TASK REQUIREMENTS —
Convert the entries below into a numbered list, one line per item, with blank lines omitted.

[Rows of box annotation data]

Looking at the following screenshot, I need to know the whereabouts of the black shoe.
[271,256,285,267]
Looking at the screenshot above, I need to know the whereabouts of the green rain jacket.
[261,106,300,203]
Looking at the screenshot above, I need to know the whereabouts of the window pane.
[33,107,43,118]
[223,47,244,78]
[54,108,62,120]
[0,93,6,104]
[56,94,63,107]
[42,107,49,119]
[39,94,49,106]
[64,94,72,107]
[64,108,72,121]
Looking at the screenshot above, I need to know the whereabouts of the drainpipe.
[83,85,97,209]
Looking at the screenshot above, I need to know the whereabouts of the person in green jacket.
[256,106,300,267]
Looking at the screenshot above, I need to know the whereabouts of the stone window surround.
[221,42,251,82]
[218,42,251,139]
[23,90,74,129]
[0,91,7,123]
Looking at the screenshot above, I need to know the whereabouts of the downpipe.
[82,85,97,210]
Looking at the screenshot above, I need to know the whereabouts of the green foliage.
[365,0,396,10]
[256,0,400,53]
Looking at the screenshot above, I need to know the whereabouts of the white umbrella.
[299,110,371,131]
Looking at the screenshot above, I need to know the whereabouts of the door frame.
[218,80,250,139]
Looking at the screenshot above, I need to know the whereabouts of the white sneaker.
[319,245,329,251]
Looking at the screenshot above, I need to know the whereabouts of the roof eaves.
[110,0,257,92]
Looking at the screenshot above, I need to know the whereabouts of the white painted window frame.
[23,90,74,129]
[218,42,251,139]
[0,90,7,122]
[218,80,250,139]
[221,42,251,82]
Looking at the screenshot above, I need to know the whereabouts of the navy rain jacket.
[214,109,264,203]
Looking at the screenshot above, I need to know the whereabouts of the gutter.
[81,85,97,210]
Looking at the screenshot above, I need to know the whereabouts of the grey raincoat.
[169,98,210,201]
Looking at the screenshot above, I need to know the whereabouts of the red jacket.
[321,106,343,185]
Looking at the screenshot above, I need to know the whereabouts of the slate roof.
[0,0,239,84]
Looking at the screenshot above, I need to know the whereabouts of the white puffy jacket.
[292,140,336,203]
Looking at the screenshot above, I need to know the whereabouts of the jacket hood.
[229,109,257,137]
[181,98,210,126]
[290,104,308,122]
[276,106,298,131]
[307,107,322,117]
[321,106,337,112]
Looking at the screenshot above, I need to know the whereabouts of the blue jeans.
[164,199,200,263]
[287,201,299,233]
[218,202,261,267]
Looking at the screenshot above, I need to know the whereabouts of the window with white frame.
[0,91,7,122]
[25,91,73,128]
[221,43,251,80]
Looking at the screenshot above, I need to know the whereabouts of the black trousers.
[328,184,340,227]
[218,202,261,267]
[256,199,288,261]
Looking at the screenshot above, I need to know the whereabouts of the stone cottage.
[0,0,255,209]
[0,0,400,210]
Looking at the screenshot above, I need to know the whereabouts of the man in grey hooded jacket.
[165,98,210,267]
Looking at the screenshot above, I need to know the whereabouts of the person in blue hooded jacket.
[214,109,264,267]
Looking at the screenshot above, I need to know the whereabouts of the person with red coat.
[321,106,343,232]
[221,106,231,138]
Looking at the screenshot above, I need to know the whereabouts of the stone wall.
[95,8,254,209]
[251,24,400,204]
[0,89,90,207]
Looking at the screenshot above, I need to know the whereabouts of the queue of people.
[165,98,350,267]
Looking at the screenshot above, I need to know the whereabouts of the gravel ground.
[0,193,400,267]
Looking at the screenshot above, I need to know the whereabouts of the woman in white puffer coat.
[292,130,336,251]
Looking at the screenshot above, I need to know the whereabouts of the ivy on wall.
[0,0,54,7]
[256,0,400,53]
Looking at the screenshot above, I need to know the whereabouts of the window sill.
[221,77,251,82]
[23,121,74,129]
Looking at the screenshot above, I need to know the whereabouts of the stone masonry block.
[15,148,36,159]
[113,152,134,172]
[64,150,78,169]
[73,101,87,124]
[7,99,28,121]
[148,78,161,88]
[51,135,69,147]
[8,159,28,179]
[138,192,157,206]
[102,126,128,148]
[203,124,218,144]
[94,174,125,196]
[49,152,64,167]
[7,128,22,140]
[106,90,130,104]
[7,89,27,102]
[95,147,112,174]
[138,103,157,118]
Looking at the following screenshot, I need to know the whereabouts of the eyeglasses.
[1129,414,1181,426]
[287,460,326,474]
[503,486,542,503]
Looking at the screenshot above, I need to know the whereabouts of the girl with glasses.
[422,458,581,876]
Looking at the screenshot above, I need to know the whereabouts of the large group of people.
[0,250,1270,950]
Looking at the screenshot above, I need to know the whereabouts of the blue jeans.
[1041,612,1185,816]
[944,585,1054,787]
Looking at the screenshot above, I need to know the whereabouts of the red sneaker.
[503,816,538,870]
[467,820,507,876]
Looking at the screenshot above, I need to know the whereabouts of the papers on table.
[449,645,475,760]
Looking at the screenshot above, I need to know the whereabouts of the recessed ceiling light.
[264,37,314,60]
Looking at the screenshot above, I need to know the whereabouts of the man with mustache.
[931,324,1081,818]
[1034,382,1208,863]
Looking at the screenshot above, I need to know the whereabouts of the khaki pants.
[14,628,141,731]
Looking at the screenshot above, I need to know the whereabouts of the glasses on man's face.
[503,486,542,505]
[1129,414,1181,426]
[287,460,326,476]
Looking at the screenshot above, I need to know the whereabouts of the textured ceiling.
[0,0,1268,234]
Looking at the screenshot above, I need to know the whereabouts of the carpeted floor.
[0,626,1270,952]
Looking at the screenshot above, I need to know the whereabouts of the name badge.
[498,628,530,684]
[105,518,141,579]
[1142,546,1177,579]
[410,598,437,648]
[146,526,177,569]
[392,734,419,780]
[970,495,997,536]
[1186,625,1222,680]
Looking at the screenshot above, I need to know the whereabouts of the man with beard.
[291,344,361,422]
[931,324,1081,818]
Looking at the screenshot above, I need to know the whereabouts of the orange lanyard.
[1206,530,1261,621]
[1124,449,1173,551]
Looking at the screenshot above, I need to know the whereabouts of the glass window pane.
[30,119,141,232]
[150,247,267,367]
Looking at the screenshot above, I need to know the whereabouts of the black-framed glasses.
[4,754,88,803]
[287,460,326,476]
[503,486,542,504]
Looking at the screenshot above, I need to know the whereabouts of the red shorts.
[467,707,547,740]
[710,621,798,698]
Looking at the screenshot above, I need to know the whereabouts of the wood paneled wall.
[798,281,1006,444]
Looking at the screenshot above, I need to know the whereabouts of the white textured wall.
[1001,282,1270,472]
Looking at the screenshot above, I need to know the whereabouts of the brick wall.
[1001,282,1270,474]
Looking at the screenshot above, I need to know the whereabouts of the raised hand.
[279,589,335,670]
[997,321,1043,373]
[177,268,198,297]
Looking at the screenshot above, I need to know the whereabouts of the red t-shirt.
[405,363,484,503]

SOLUTION FOR THIS TASK —
1. Looking at the following screenshot, I need to know the whereabouts of the black shoe.
2. [271,256,285,267]
3. Looking at the screenshot above, I need to know the whereabouts of the green rain jacket.
4. [261,106,300,203]
5. Looking at the screenshot above, I need to know the whereabouts of the window pane.
6. [33,107,43,118]
7. [223,47,244,78]
8. [54,108,62,120]
9. [0,93,6,104]
10. [56,94,63,107]
11. [42,107,49,119]
12. [39,94,49,106]
13. [64,94,72,107]
14. [64,108,72,121]
15. Looking at the screenshot above, I need to know the whereabouts of the drainpipe.
16. [83,85,97,209]
17. Looking at the screenshot above, I need to know the whereabouts of the person in green jacket.
18. [256,106,300,267]
19. Looking at the screenshot above, I need to know the whereabouts of the stone window surround.
20. [221,42,251,82]
21. [218,42,251,139]
22. [23,90,74,129]
23. [0,91,7,123]
24. Looking at the screenshot above, I need to know the whereabouts of the downpipe.
25. [82,85,97,210]
26. Looking at the screenshot above, I need to know the whereabouts of the green foliage.
27. [365,0,396,10]
28. [256,0,400,53]
29. Looking at the screenshot above, I need to know the whereabouts of the white umbrella.
30. [299,110,371,131]
31. Looking at the screenshot above, I need to know the whereabouts of the door frame.
32. [218,80,250,139]
33. Looking at the screenshot above, I need to know the whereabouts of the white sneaker.
34. [319,245,329,251]
35. Looking at the screenshot above, I need to know the whereabouts of the roof eaves.
36. [110,0,257,92]
37. Looking at the screenshot above, I need to know the whereabouts of the white painted window frame.
38. [23,90,74,129]
39. [218,42,251,139]
40. [0,90,7,122]
41. [218,80,250,139]
42. [221,42,251,82]
43. Looking at the screenshot above, I need to know the whereabouts of the navy rain jacket.
44. [214,109,264,203]
45. Looking at the screenshot above, I need to know the whereabouts of the gutter.
46. [81,85,97,210]
47. Looking at the screenshot above, I need to know the whereabouts of the grey raincoat.
48. [169,98,210,201]
49. Looking at the screenshot above, I need to know the whereabouts of the red jacket.
50. [321,106,343,185]
51. Looking at the screenshot above, I need to know the whereabouts of the slate roof.
52. [0,0,239,84]
53. Looking at the screenshot above, I need to know the whereabouts of the white puffy jacket.
54. [292,140,336,203]
55. Looking at the screenshot above, I need to know the whereabouts of the jacket hood.
56. [229,109,257,137]
57. [181,98,210,126]
58. [290,104,308,122]
59. [276,106,298,131]
60. [307,107,322,117]
61. [321,106,337,112]
62. Looking at the screenshot above, I need to know the whereabouts of the blue jeans.
63. [164,199,200,263]
64. [287,201,299,233]
65. [218,202,261,267]
66. Looking at the screenshot above, I need to know the whereabouts of the window with white frame.
67. [0,91,7,122]
68. [25,91,73,128]
69. [221,43,251,80]
70. Looking at the screenshot above, I need to know the whereabouts of the black trousers.
71. [328,184,340,227]
72. [218,202,261,267]
73. [256,199,288,261]
74. Looking at the screenshot above, I need to know the whereabouts of the stone cottage.
75. [0,0,255,209]
76. [0,0,400,210]
77. Looking at the screenshot above, I need to know the whereabouts of the man in grey hooded jacket.
78. [165,98,210,267]
79. Looking at the screenshot above, I need to know the whereabouts of the person in blue hooded jacket.
80. [214,109,264,267]
81. Looking at the screenshot above, I need to know the whereabouts of the person with red coat.
82. [321,106,343,232]
83. [221,106,231,138]
84. Looking at the screenshot above, I need to know the whereabouts of the stone wall.
85. [95,8,254,209]
86. [251,24,400,204]
87. [0,89,90,207]
88. Looking at the screenshot above, I need to know the whereabouts of the queue of people.
89. [165,98,350,267]
90. Looking at the screenshot above, I need to know the whereabouts of the gravel ground.
91. [0,193,400,267]
92. Looking at the screenshot above, I need to know the whereabouts of the woman in white puffer coat.
93. [292,130,336,251]
94. Looking at the screenshot above, I need to know the whereabouts of the ivy on wall.
95. [0,0,54,7]
96. [256,0,400,53]
97. Looking at the screenshot above, I need to know the whereabouts of the window sill.
98. [221,77,251,82]
99. [23,121,74,129]
100. Looking at the screenshot above, I need to know the whereabouts of the stone masonry block.
101. [15,148,36,159]
102. [113,152,134,172]
103. [64,150,78,169]
104. [73,101,87,124]
105. [7,99,28,121]
106. [148,78,161,88]
107. [51,135,69,147]
108. [8,159,28,179]
109. [138,192,157,206]
110. [102,126,128,148]
111. [203,124,218,144]
112. [94,174,125,196]
113. [49,152,64,167]
114. [7,128,22,140]
115. [106,90,130,104]
116. [7,89,27,102]
117. [95,147,112,174]
118. [138,103,157,118]
119. Looking at the following screenshot, I need to know the whereabouts of the eyeglasses.
120. [1129,414,1181,426]
121. [287,460,326,474]
122. [503,486,542,503]
123. Looking at the screenshot above, I need to know the whereabouts of the girl with glasses.
124. [422,458,581,876]
125. Looking at the screenshot above, I need to know the whereabouts of the large group of people.
126. [0,250,1270,950]
127. Looking at the screenshot above, I need to know the whereabouts of the blue jeans.
128. [1041,612,1185,816]
129. [944,585,1054,787]
130. Looking at the screenshot above, I need to know the whereabouts of the red sneaker.
131. [503,816,538,870]
132. [467,820,507,876]
133. Looking at the screenshot above, I need to know the whereabouts of the papers on table.
134. [449,645,475,760]
135. Looking at the screenshot above, I need to know the whereabouts of the recessed ceiling light.
136. [264,37,314,60]
137. Looking at the screenshot above, I need to know the whereabouts of the man with mustache.
138. [931,324,1081,818]
139. [1034,382,1208,863]
140. Looking at the screenshot above, I need to know the whereabouts of the khaki pants.
141. [14,628,141,731]
142. Looking at the screenshot above, I need to know the whereabouts of the glasses on man's face.
143. [503,486,542,505]
144. [1129,414,1181,426]
145. [287,460,326,476]
146. Looking at the screenshot above, I need to know the whereabouts of the textured ceiling.
147. [0,0,1268,234]
148. Looking at the screenshot above, I need to know the whereabouts of the carpeted floor.
149. [0,626,1270,952]
150. Looking at the screenshot above, I need to know the whereabouts of the name badge.
151. [498,628,530,684]
152. [105,518,141,579]
153. [1142,546,1177,579]
154. [410,598,437,648]
155. [146,526,177,569]
156. [392,734,419,780]
157. [970,495,997,536]
158. [1186,625,1222,680]
159. Looking at the screenshot above, I need to know the whereabouts of the man with beard.
160. [291,344,361,422]
161. [931,324,1081,818]
162. Looking at the screenshot above, I need to know the whereabouts of the orange lanyard.
163. [1206,530,1261,621]
164. [1124,449,1173,551]
165. Looking at the screenshot above, I need to know the whereabouts of the glass window pane.
166. [30,119,141,232]
167. [150,247,267,367]
168. Looking at the screenshot above, I need to know the whereabouts of the black-framed glasses.
169. [4,754,88,803]
170. [287,460,326,476]
171. [503,486,542,504]
172. Looking at the screenshot above, I need to know the whereabouts of the red shorts.
173. [467,707,547,740]
174. [710,621,798,698]
175. Looking at the screenshot above, I need to know the whereabouts of the wood paneled wall.
176. [798,281,1006,444]
177. Looking at the screenshot above, I need to know the whereabouts of the white textured wall.
178. [1001,282,1270,472]
179. Looking at the screenshot above, I need to know the whereabouts of the brick wall.
180. [1001,282,1270,474]
181. Looking at the screenshot above, I need to know the whereabouts of the raised hand.
182. [279,589,335,670]
183. [997,321,1043,373]
184. [177,268,198,297]
185. Looking at the screenshot above, I need to know the whereabouts of the red t-shirt.
186. [405,363,484,503]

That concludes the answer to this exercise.